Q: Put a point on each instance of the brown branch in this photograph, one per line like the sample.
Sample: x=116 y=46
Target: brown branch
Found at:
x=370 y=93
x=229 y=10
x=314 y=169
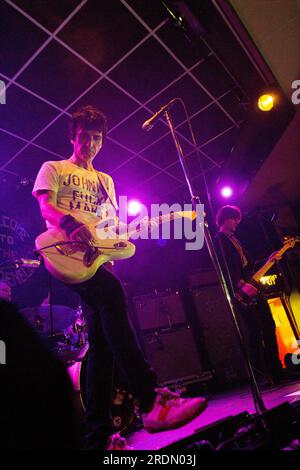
━━━━━━━━
Task requirements =
Copy the data above verbatim, line for line, omitting the picture.

Result =
Q: Put a point on each instance of the brown branch in this photograph, one per line like the sample.
Sample: x=116 y=46
Target: brown branch
Found at:
x=370 y=93
x=229 y=10
x=314 y=169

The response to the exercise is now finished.